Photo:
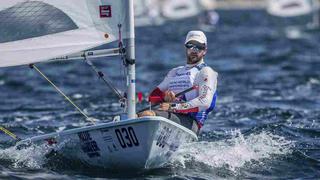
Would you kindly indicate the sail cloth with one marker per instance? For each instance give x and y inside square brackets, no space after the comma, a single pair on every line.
[39,30]
[289,8]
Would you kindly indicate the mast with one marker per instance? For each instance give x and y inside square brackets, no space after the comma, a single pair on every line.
[130,60]
[315,16]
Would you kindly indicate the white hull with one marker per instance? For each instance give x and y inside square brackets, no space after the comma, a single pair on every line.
[142,143]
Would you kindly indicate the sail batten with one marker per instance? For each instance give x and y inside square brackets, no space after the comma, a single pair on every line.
[40,30]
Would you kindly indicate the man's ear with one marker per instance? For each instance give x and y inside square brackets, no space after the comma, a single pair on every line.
[205,52]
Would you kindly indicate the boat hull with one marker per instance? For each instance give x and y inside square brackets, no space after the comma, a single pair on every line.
[142,143]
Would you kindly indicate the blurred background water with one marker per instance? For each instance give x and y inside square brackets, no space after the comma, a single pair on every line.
[265,125]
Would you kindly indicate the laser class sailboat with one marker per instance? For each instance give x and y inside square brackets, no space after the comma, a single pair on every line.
[296,8]
[35,31]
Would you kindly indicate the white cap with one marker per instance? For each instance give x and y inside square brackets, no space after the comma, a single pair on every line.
[196,36]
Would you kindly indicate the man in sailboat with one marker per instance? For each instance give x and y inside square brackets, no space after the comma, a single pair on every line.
[191,109]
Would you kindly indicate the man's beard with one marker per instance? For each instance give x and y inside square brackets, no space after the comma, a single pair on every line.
[193,59]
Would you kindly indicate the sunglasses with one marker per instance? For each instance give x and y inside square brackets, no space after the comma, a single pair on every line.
[195,47]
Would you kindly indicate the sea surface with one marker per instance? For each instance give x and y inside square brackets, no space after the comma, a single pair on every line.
[266,124]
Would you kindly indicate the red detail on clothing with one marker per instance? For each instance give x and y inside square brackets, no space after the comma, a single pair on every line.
[51,141]
[199,125]
[156,96]
[185,111]
[140,97]
[105,11]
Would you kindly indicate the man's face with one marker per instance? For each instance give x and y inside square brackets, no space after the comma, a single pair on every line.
[195,51]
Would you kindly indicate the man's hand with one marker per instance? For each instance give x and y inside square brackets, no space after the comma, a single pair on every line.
[164,106]
[169,96]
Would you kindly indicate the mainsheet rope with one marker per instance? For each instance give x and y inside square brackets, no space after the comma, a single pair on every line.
[32,66]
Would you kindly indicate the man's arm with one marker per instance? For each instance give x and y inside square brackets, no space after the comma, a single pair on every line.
[159,93]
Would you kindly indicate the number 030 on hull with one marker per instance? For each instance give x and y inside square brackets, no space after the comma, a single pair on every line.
[143,143]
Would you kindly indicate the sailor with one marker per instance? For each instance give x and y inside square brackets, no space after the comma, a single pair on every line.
[191,109]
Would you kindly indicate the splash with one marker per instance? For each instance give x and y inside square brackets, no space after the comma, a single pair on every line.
[233,153]
[32,157]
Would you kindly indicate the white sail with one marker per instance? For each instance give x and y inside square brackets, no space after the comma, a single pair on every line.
[39,30]
[289,8]
[179,9]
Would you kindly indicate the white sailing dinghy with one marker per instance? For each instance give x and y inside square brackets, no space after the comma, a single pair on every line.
[296,8]
[34,31]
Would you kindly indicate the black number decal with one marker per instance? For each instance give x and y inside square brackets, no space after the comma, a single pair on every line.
[124,130]
[133,136]
[120,138]
[127,137]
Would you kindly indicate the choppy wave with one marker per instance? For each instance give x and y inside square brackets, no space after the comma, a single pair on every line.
[236,152]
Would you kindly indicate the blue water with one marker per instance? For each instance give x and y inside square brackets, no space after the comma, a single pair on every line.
[265,125]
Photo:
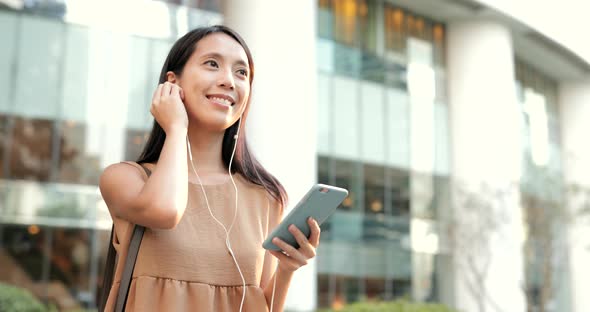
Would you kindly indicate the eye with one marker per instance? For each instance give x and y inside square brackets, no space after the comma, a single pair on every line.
[212,63]
[243,72]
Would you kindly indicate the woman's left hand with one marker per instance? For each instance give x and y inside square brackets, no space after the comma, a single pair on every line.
[291,259]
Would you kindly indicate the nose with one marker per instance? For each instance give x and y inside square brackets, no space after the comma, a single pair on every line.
[227,79]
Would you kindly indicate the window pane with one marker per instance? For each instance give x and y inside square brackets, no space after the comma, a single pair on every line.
[39,74]
[441,139]
[77,164]
[324,109]
[372,107]
[345,97]
[140,86]
[31,149]
[75,95]
[7,21]
[4,141]
[398,128]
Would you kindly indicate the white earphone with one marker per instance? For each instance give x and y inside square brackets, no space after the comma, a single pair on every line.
[227,231]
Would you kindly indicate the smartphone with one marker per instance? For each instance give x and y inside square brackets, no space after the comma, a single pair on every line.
[319,203]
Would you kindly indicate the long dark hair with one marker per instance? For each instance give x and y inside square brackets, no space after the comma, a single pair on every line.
[244,162]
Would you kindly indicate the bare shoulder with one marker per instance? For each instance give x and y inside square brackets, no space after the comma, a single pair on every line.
[120,184]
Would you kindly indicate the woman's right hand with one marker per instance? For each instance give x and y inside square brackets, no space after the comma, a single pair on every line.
[168,107]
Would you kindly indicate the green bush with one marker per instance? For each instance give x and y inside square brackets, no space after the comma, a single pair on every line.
[13,299]
[392,306]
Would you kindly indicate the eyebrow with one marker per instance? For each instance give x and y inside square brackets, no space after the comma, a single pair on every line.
[219,56]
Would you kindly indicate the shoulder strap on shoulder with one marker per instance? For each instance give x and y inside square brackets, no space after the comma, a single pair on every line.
[132,252]
[147,171]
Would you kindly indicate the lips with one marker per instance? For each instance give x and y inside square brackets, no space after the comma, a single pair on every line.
[222,99]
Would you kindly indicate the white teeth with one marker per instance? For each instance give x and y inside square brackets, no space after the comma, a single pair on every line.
[224,101]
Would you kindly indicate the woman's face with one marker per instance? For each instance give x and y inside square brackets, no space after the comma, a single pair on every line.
[215,81]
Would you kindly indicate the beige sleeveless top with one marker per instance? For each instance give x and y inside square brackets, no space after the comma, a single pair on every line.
[189,268]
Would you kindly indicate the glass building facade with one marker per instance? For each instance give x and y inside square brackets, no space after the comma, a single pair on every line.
[542,189]
[383,134]
[75,90]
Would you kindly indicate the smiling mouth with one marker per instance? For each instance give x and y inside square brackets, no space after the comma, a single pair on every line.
[224,100]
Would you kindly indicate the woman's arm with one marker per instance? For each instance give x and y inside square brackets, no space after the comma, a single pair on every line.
[283,280]
[289,261]
[160,201]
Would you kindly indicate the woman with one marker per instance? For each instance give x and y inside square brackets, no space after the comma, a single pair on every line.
[208,204]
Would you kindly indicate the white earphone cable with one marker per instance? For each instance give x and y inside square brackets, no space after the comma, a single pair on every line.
[227,231]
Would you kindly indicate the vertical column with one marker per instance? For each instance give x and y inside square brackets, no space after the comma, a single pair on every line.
[486,226]
[574,114]
[282,122]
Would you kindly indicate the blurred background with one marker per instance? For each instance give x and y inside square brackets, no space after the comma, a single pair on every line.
[458,126]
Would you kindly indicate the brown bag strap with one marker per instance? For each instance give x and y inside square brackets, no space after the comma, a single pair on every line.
[132,252]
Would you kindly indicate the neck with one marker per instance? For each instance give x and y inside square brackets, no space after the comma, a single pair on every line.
[206,150]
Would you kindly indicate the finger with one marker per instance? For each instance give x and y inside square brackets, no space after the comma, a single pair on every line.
[290,250]
[166,89]
[314,238]
[175,90]
[157,94]
[304,244]
[285,259]
[181,93]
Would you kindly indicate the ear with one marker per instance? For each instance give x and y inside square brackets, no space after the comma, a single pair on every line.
[171,77]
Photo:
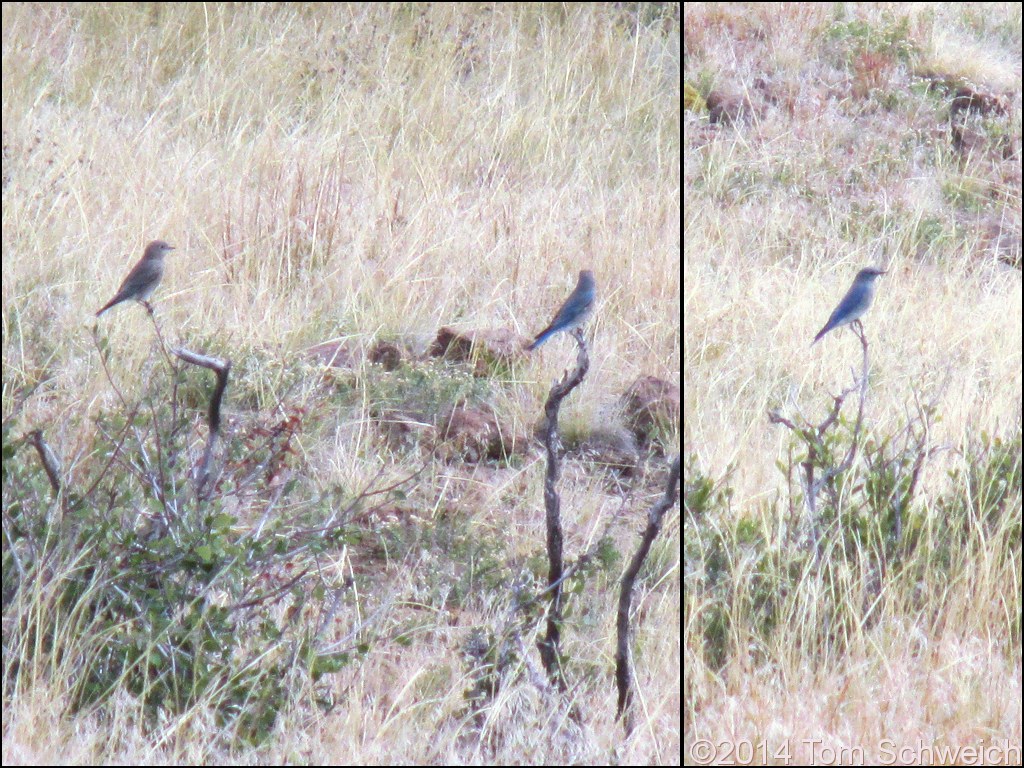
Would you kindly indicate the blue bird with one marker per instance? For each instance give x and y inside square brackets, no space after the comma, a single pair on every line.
[573,312]
[855,303]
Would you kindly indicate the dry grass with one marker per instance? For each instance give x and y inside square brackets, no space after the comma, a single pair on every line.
[844,160]
[354,172]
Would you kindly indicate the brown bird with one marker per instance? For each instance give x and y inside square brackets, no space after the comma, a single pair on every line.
[143,278]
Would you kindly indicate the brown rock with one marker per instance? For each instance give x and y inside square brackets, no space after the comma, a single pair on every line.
[500,343]
[474,434]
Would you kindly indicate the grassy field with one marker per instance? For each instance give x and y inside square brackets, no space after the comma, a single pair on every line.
[350,174]
[819,139]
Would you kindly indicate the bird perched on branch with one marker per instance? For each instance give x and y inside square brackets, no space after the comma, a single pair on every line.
[573,312]
[143,278]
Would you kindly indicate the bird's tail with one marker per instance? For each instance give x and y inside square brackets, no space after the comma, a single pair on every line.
[540,338]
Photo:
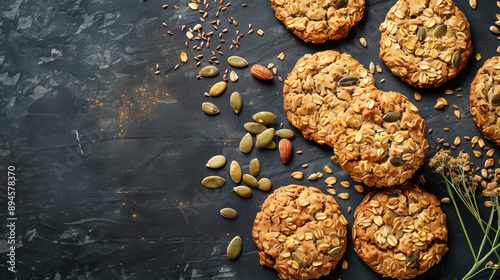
# # #
* **WAT NODIG IS**: Tel de regels in de gegevens hierboven waarin het woord "hull" voorkomt. Geef alsjeblieft alleen het aantal.

* **UITGEWERKTE OPGAVE**: 3